■ What you will do
Below are records with pictures. Reproduce exactly the lines from the line with "Target: black crossbody bag" to the line with "Where can the white t-shirt", inclusive, and leave each picture out.

Extracted entries Block Start

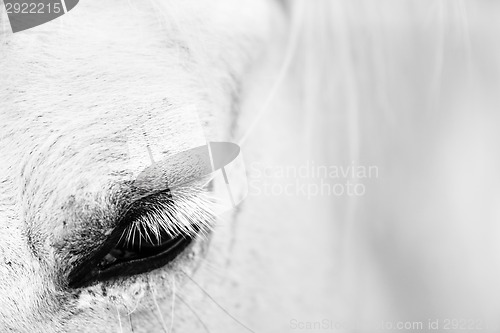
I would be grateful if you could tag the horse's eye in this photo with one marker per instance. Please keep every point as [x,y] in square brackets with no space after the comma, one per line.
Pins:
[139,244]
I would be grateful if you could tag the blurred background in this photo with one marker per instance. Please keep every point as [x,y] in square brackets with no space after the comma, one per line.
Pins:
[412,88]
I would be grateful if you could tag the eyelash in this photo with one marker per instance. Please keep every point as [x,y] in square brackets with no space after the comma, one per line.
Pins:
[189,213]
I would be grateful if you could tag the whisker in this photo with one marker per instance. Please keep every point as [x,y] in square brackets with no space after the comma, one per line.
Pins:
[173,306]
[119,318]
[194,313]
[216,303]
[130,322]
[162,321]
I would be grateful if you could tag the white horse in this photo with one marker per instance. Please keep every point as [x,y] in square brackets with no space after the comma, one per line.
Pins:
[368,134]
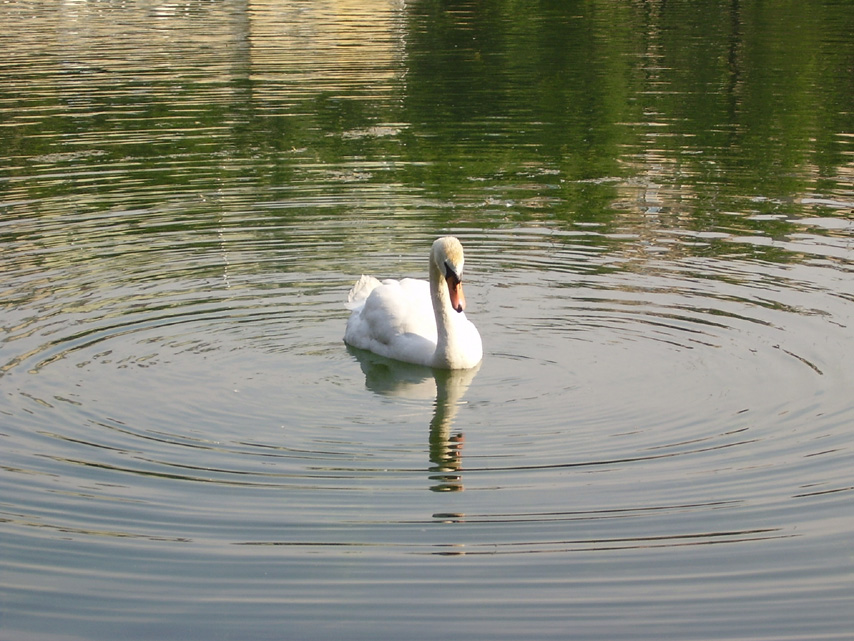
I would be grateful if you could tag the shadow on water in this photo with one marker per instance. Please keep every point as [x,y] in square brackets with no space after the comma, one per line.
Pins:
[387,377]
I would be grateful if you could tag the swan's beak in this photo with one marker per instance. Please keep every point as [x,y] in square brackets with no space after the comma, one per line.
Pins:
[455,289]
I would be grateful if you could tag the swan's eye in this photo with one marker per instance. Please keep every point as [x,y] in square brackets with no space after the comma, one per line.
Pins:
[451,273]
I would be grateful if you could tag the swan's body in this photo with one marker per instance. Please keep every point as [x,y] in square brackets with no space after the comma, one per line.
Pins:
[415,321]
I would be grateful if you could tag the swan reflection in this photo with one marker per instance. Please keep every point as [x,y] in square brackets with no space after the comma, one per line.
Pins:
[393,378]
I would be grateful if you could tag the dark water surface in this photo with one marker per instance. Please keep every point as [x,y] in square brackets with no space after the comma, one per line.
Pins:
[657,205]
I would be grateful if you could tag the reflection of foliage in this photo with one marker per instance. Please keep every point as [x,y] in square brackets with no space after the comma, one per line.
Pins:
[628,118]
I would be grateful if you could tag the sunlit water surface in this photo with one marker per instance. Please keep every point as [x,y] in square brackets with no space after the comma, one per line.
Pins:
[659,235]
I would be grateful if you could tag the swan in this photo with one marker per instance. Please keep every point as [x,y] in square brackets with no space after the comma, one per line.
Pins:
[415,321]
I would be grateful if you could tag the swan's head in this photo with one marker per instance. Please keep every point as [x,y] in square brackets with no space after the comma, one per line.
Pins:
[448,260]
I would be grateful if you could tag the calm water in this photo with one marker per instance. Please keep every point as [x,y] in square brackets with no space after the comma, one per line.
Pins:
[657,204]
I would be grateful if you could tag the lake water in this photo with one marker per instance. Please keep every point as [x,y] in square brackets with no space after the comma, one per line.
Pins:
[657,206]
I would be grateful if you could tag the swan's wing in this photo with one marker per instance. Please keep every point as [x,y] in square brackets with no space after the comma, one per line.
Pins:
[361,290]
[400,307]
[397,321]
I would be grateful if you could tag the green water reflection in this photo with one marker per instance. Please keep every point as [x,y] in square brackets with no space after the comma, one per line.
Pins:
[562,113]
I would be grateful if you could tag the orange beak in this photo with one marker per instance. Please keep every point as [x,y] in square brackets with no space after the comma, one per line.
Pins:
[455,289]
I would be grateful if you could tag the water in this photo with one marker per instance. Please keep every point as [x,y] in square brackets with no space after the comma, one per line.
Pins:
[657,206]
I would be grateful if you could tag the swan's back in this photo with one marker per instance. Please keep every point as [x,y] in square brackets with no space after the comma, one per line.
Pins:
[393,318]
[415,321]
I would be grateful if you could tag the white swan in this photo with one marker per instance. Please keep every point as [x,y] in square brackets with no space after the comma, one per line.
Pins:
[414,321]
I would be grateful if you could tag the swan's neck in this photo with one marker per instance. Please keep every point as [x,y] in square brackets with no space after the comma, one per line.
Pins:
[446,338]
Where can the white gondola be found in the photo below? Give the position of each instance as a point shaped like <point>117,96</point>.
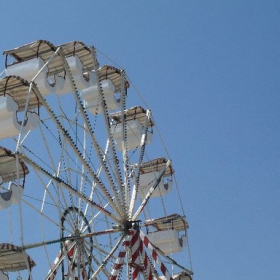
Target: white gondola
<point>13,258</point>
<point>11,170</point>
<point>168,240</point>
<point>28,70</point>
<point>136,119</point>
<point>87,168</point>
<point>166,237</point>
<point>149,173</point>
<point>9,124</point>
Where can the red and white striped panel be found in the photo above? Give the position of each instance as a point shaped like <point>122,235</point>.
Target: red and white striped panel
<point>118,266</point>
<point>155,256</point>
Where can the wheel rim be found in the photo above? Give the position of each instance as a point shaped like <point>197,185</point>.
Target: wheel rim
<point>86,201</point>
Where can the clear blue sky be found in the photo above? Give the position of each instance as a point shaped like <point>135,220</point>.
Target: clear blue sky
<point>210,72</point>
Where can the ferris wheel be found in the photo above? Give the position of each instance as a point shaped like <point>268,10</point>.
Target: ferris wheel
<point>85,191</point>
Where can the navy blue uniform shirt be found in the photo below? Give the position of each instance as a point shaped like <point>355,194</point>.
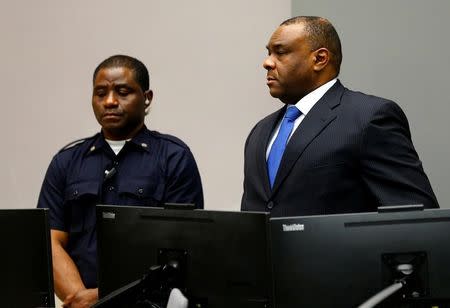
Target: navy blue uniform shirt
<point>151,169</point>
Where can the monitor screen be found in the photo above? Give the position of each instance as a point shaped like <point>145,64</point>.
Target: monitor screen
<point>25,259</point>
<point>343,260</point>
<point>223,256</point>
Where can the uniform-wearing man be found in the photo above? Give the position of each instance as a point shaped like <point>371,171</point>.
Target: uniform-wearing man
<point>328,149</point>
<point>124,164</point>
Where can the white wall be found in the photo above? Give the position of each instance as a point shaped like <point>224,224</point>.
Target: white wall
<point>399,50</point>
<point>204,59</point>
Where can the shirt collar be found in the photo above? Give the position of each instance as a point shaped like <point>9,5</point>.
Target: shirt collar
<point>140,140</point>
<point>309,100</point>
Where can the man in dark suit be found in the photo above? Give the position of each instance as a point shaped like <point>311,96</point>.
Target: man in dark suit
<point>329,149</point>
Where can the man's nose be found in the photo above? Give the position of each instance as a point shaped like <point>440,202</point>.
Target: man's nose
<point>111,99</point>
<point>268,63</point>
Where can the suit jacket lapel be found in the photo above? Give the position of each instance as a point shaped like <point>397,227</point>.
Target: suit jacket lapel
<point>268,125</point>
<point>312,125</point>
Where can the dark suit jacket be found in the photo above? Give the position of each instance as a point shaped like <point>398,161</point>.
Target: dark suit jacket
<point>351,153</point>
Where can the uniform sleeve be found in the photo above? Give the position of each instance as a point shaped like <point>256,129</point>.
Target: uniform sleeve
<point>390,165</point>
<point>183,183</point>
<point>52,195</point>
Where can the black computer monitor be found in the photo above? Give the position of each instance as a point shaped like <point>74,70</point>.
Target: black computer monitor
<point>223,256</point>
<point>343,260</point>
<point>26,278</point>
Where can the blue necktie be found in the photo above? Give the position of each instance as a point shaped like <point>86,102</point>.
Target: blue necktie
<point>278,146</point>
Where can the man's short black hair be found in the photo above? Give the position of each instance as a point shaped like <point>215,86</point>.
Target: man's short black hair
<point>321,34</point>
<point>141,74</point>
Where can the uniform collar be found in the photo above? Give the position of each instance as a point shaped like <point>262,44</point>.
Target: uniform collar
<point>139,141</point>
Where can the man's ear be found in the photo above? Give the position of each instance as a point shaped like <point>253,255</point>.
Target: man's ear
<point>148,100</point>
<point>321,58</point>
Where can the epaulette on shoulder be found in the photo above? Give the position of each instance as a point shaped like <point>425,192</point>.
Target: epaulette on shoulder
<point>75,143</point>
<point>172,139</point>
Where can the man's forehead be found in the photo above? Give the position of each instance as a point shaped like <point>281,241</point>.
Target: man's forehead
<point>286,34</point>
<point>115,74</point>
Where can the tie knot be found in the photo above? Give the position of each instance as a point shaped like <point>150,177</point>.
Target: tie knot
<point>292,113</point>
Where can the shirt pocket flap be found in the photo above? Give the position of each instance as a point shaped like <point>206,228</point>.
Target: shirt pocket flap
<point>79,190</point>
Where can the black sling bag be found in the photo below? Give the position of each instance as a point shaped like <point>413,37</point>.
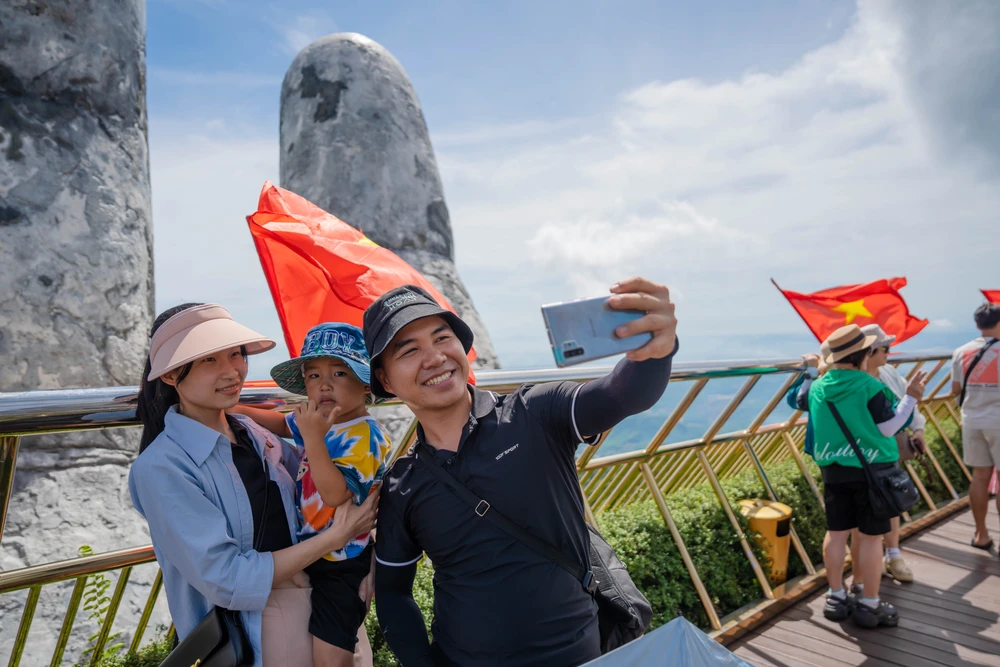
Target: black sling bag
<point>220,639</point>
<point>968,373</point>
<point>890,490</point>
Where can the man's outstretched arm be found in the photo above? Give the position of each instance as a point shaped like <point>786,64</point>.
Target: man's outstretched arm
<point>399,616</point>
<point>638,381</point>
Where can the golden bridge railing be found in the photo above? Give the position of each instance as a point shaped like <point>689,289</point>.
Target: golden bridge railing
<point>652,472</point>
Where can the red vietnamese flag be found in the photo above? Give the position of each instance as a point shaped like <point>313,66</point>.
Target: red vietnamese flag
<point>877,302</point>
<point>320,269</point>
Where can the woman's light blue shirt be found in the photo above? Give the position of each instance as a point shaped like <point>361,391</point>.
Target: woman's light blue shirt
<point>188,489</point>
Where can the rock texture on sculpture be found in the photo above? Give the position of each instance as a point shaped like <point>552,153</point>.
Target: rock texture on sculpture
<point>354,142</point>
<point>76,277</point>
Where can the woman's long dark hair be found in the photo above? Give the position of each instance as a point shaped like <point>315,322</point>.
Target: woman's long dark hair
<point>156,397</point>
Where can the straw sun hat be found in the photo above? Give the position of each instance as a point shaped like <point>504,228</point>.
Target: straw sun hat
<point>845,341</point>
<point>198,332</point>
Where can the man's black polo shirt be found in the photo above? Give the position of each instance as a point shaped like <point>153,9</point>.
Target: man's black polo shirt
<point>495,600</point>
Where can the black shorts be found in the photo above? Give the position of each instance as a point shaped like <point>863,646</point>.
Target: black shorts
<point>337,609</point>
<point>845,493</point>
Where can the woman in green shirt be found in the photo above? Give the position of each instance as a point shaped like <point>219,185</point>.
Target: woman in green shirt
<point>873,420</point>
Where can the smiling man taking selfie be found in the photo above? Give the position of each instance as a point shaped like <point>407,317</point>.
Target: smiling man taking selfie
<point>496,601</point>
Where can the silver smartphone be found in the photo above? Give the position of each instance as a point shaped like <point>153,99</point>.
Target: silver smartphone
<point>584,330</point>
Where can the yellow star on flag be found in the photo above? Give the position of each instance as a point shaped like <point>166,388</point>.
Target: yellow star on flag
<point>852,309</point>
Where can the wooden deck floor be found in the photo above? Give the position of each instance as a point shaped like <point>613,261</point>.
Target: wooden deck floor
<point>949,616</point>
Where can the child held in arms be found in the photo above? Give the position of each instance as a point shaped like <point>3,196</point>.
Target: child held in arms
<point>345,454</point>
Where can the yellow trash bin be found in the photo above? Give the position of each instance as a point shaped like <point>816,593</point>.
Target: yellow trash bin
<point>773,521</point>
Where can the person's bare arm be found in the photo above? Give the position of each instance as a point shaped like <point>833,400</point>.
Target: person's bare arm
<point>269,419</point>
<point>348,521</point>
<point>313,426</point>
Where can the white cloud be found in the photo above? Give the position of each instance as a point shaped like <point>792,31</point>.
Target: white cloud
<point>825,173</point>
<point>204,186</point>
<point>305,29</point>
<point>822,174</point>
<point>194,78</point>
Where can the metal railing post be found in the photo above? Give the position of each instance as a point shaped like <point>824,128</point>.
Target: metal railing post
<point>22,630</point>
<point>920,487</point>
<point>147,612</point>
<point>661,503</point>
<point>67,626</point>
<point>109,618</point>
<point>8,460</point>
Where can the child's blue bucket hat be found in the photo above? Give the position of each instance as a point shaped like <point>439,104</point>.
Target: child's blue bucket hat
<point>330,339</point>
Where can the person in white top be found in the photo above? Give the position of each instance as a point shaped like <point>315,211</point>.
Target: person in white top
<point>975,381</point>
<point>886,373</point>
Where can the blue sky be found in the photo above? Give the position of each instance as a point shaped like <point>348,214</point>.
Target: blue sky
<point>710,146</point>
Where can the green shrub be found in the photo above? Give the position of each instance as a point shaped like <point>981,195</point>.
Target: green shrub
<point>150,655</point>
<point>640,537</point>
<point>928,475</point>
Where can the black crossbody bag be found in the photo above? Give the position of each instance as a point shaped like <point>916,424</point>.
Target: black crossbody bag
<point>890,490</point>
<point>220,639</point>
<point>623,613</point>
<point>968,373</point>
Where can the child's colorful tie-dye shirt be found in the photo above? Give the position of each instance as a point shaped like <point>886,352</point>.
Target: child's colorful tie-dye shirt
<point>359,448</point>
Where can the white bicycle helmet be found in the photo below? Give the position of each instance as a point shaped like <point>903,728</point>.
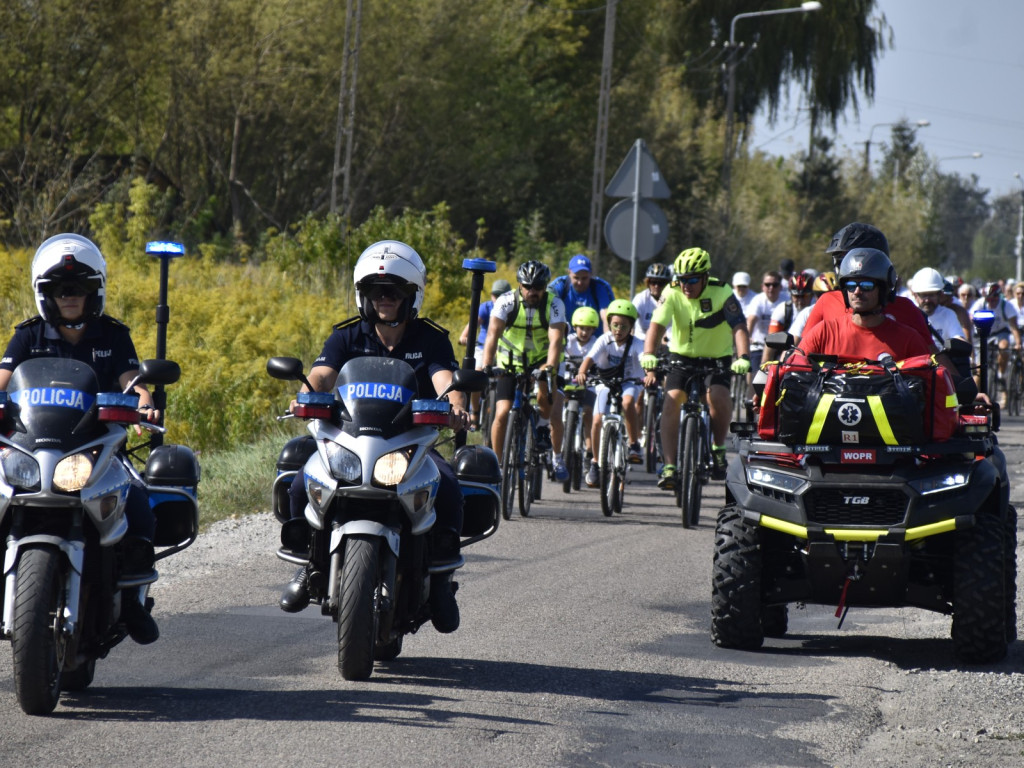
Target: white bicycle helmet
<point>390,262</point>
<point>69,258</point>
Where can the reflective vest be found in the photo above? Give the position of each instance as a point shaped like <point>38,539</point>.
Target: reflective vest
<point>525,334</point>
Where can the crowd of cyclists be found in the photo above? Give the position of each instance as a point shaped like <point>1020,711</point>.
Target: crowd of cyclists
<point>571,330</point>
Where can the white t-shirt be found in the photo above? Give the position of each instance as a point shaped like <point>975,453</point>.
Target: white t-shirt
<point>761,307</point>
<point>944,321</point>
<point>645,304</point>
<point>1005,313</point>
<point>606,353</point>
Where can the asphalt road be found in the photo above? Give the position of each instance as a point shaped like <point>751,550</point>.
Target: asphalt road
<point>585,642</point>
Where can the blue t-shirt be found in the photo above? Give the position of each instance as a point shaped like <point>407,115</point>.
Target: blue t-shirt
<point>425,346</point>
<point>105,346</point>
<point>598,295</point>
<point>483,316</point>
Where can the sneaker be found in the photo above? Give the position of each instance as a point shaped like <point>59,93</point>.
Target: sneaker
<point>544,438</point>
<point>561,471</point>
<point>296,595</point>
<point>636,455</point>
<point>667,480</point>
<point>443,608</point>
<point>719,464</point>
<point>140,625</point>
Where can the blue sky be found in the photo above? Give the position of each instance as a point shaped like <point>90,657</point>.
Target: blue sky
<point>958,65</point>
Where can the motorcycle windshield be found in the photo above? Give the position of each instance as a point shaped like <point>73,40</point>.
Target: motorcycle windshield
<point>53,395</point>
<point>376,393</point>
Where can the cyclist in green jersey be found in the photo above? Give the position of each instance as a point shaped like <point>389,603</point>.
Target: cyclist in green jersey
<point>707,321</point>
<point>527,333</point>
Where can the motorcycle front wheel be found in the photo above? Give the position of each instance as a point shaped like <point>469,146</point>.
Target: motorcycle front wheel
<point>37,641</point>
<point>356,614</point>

Extracted entries Block End

■ Exercise response
Target: black crossbody bag
<point>890,490</point>
<point>220,639</point>
<point>623,613</point>
<point>968,373</point>
Where can the child's colorful tie-dye shirt be found in the photo above? Give the position of each instance as a point shaped like <point>886,352</point>.
Target: child's colorful tie-dye shirt
<point>359,448</point>
Where can the white bicycle helmet be found in the photo below? Give the position of each instance as a point shaped like <point>903,728</point>.
Target: white bicycle helmet
<point>390,262</point>
<point>69,258</point>
Where can the reflective vest be found in the photo above? Give the position of each instance as a point shaped like <point>38,539</point>.
Target: reflective vest
<point>525,334</point>
Where can the crowd of cyclists be found in the photo above? Give the position of each instance as a point shaped like <point>1020,711</point>.
Target: crowd of cyclists
<point>571,330</point>
Where can the white t-shirt be found in the photo above? Give the position of each instance as a point shaped like <point>975,453</point>.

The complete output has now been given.